Point labeling dataset excerpts
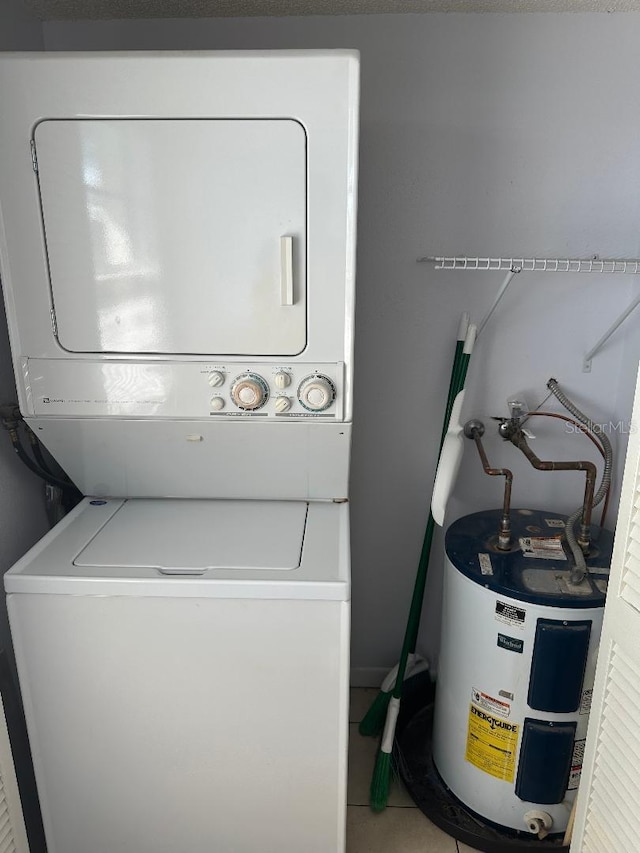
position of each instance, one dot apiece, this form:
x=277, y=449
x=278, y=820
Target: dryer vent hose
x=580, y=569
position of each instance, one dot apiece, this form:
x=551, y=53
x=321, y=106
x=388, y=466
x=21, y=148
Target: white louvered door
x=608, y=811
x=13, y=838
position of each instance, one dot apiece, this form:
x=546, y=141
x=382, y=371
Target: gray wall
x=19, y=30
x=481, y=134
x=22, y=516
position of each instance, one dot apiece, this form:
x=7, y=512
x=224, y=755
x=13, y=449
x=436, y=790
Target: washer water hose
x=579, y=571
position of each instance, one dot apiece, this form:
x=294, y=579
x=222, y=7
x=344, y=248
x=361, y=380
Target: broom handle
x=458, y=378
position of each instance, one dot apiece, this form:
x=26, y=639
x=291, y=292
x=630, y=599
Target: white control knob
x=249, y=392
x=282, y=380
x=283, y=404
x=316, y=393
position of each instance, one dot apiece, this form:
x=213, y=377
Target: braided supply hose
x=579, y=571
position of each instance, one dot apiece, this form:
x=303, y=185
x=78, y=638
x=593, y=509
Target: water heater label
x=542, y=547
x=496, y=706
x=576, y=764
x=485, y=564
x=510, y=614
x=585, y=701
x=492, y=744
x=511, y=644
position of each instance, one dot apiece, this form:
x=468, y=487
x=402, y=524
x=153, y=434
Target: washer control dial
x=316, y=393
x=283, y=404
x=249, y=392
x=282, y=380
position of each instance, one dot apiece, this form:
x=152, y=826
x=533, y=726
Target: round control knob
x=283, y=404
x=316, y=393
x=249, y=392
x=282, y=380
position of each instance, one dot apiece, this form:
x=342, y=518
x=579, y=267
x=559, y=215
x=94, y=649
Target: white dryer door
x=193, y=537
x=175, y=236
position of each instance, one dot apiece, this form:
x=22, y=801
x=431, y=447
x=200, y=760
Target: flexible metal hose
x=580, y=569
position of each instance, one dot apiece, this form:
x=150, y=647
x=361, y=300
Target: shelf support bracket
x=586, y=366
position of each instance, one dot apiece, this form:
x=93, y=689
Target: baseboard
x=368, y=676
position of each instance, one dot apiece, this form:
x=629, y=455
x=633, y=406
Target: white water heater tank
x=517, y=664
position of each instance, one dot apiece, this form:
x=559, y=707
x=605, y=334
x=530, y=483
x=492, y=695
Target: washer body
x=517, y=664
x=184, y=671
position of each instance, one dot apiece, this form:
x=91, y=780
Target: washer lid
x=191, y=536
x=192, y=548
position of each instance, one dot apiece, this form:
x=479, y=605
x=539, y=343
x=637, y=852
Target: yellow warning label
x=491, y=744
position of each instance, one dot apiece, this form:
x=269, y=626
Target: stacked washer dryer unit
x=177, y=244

GIVEN INSTRUCTION
Exactly reproduce the entries above, minus the pictures.

FINISHED TASK
position of each instance, one dot apiece, this form:
x=277, y=449
x=278, y=820
Target: dryer vent hose
x=580, y=569
position of each instance, one dot apiece, this form:
x=551, y=53
x=321, y=106
x=388, y=466
x=21, y=148
Target: white louvered door
x=608, y=811
x=13, y=838
position of each instance, one dot apiece, this form:
x=546, y=141
x=382, y=371
Target: gray wall
x=19, y=30
x=481, y=134
x=22, y=516
position of each instance, one dot apiece, this form:
x=7, y=512
x=224, y=755
x=13, y=449
x=436, y=790
Target: washer water hose
x=579, y=571
position of each instance, one dot apiece, this form:
x=294, y=579
x=222, y=7
x=344, y=248
x=361, y=380
Target: broom handle
x=458, y=378
position of each instance, one dot apiece, this form:
x=26, y=639
x=291, y=292
x=630, y=599
Target: white control knob
x=249, y=392
x=282, y=380
x=283, y=404
x=316, y=393
position of each instance, one dot apiece, this form:
x=213, y=377
Target: braided supply hose
x=579, y=571
position of each instance, one dot apiece, this form:
x=303, y=185
x=78, y=638
x=593, y=509
Target: water heater label
x=542, y=547
x=496, y=706
x=576, y=764
x=485, y=564
x=510, y=614
x=585, y=701
x=492, y=744
x=511, y=644
position of each instance, one dot apiece, this form:
x=468, y=487
x=402, y=524
x=153, y=434
Target: washer control dial
x=316, y=393
x=283, y=404
x=249, y=392
x=282, y=380
position of each instance, one dot apiece, this form:
x=152, y=826
x=533, y=726
Target: round control knob
x=283, y=404
x=316, y=393
x=249, y=392
x=282, y=380
position of each instance, one dot apiece, this form:
x=342, y=518
x=579, y=267
x=559, y=215
x=94, y=649
Target: white dryer door
x=193, y=537
x=175, y=236
position of each instance, one dot apiece, this form:
x=22, y=801
x=431, y=447
x=200, y=760
Target: flexible metal hose
x=580, y=569
position of each instance, one dot apiece, this form:
x=150, y=647
x=361, y=300
Target: shelf support bracket
x=586, y=366
position of each instance, one dot apiece, this form:
x=93, y=689
Target: baseboard
x=368, y=676
position of each instance, one dot apiece, this form:
x=629, y=455
x=633, y=406
Target: white water heater tank
x=517, y=664
position of each instance, one dot apiece, this form:
x=559, y=707
x=605, y=334
x=530, y=483
x=492, y=695
Target: washer body
x=517, y=664
x=184, y=671
position of each instance, one dot apiece, this form:
x=91, y=780
Target: washer lid
x=191, y=536
x=192, y=548
position of each instance, one dot apiece, this form:
x=479, y=605
x=539, y=343
x=637, y=852
Target: yellow warning label
x=491, y=744
position of each instance, one dot apiece, this form:
x=269, y=626
Target: stacked washer dryer unit
x=177, y=244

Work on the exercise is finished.